### What the task requires:
Quote exactly the lines from the one with "If you would be willing to indicate the brick" to the end of the data, both included; omit the pictures.

### Working data:
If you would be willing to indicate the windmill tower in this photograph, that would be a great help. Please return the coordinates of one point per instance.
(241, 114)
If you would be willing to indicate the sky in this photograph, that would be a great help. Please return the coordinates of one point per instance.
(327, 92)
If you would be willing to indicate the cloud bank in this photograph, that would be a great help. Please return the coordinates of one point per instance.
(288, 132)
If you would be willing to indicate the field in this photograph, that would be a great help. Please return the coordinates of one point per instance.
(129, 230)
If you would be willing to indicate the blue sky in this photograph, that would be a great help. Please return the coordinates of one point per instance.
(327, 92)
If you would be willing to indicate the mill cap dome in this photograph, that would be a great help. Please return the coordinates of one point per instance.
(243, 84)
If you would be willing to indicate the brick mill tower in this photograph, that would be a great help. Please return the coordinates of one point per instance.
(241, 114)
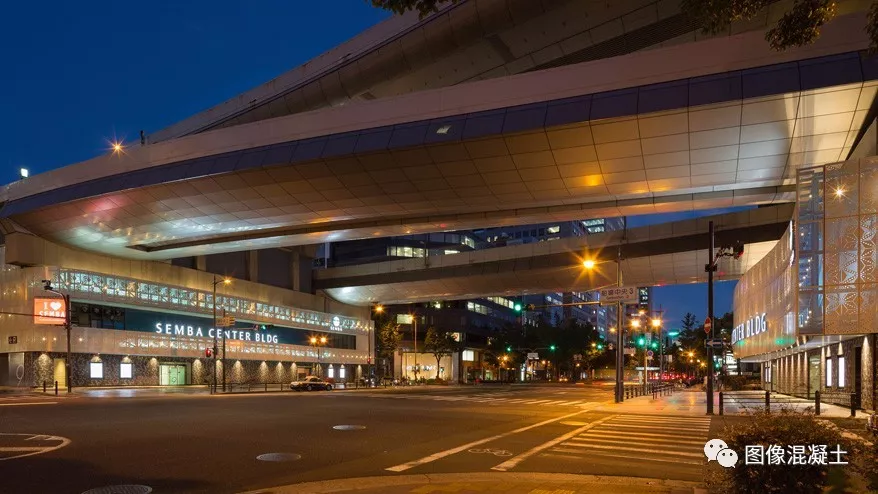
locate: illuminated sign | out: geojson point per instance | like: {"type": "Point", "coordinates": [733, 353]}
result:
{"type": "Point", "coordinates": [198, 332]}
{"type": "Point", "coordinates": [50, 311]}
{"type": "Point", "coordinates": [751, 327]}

### Solution to this exercise:
If you would be willing to indicate the brick mill tower in this photograph, that would be a great help. Please return the coordinates of one point per instance.
(241, 114)
locate: illuminated sign | out: geojson point per instance | like: {"type": "Point", "coordinates": [733, 353]}
result:
{"type": "Point", "coordinates": [198, 332]}
{"type": "Point", "coordinates": [50, 311]}
{"type": "Point", "coordinates": [751, 327]}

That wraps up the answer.